**Given data:**

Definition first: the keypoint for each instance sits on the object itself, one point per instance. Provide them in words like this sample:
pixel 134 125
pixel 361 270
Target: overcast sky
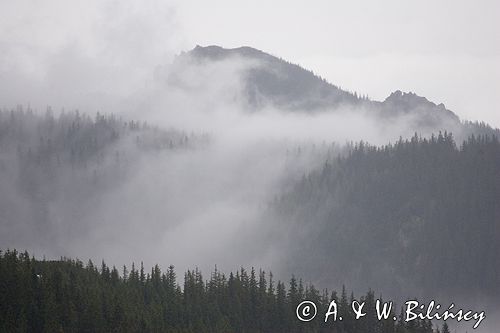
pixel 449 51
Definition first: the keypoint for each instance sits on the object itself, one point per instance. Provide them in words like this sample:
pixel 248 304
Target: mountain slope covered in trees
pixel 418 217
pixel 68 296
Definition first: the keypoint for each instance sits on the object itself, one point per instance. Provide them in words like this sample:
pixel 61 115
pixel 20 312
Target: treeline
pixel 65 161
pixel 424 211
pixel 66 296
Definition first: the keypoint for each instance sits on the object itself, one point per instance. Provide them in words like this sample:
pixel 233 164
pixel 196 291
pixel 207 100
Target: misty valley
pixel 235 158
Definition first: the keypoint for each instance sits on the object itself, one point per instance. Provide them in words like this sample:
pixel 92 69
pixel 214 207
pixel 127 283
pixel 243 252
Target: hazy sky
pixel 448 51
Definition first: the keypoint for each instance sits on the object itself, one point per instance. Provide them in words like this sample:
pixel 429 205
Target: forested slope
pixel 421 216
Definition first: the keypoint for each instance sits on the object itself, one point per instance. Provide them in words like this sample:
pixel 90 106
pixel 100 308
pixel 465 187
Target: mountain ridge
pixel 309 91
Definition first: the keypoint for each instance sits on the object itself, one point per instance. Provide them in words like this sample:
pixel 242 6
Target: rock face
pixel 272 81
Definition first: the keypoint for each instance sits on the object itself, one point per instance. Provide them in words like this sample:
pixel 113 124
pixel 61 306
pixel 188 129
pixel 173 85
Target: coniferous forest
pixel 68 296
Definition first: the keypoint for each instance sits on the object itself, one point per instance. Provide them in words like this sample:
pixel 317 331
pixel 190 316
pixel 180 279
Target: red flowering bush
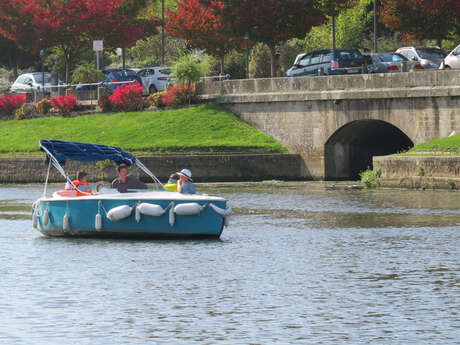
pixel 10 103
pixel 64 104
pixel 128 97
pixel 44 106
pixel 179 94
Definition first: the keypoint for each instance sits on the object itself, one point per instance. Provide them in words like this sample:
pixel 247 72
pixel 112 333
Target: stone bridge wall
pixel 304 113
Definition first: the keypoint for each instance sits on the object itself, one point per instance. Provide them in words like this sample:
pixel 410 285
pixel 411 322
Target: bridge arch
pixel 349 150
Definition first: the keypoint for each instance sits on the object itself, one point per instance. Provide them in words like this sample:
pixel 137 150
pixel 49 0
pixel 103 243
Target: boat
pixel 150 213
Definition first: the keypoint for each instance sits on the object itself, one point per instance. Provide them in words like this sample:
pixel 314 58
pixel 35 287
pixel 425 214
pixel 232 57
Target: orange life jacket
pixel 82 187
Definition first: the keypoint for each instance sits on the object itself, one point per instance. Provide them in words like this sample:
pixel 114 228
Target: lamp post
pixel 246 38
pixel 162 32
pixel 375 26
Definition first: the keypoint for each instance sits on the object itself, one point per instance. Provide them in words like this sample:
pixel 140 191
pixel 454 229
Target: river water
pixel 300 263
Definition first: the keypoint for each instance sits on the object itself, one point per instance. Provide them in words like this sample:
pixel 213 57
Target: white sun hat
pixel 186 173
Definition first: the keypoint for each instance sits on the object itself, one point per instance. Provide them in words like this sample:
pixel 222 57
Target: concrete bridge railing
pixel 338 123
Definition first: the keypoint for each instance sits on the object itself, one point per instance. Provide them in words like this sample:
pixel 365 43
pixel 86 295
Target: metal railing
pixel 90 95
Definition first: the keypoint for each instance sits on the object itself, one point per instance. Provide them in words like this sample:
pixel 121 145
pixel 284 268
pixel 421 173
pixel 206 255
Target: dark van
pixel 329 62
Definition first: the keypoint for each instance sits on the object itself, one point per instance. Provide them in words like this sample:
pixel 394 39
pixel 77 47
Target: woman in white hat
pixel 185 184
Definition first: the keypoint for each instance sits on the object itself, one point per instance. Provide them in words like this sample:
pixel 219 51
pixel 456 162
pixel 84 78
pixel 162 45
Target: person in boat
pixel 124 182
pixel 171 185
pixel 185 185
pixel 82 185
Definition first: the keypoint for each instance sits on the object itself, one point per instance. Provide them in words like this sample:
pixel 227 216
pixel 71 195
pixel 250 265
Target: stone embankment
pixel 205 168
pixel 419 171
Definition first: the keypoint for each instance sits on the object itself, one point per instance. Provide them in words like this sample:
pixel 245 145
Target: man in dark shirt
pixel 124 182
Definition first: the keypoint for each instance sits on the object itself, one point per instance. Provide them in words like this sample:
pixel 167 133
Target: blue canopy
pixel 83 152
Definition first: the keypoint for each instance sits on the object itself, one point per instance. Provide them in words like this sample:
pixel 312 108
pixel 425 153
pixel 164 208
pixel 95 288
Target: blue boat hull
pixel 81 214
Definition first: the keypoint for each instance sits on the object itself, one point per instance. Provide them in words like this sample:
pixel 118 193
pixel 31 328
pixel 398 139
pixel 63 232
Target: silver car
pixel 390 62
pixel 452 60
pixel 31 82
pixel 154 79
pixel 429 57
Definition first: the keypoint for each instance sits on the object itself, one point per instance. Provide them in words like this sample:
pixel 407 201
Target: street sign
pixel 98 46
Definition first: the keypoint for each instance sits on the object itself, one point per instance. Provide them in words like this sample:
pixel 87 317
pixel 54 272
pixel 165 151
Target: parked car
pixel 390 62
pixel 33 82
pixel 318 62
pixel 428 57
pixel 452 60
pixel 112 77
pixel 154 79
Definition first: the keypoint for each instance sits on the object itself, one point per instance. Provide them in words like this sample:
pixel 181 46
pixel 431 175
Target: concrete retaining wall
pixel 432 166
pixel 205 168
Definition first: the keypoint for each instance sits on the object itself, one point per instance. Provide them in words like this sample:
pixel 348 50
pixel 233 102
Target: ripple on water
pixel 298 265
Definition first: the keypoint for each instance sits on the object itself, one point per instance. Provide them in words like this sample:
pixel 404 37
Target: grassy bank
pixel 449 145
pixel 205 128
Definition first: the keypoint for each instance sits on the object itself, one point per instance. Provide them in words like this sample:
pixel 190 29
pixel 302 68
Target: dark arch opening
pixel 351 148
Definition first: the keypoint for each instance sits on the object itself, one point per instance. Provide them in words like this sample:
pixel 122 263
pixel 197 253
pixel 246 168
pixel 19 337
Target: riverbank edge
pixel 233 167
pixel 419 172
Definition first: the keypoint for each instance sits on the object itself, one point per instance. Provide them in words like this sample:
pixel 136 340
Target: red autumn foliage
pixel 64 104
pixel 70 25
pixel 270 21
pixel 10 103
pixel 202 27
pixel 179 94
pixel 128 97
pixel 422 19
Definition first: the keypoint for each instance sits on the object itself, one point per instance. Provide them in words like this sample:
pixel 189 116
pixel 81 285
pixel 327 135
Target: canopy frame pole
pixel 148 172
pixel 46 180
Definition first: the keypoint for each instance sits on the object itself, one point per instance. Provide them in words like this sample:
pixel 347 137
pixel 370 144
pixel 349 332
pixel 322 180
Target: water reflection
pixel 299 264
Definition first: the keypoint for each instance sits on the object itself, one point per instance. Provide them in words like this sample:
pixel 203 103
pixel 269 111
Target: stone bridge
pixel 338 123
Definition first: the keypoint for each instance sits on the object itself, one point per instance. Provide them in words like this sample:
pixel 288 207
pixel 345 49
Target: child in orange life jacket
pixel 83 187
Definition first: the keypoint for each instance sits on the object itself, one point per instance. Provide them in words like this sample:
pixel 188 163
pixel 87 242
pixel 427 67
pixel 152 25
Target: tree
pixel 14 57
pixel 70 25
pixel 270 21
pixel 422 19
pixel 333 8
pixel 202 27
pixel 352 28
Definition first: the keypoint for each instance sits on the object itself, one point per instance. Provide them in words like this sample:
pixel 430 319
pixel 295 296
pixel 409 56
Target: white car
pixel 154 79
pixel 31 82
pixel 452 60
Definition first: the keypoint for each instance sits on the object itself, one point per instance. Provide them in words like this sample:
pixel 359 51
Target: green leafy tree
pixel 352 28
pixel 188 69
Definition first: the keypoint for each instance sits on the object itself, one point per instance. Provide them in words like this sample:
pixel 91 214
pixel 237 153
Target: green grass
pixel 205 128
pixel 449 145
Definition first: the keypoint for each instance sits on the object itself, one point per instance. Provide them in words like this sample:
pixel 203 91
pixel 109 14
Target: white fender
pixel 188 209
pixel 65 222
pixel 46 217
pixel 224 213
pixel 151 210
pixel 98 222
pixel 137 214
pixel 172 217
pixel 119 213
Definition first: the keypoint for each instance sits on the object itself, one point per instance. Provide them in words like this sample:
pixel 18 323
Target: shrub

**Your objective:** Rewrite the lines running from the very first line above through the line that contains "pixel 449 51", both included, as a JSON list of strings with one string per line. Omit blank lines and leave the pictures out.

**Answer to the task:**
[
  "Definition first: the keypoint for each instance sits on the object itself, one point per instance. Provide them in words like this sample:",
  "pixel 134 125",
  "pixel 361 270",
  "Target: overcast sky",
  "pixel 449 51"
]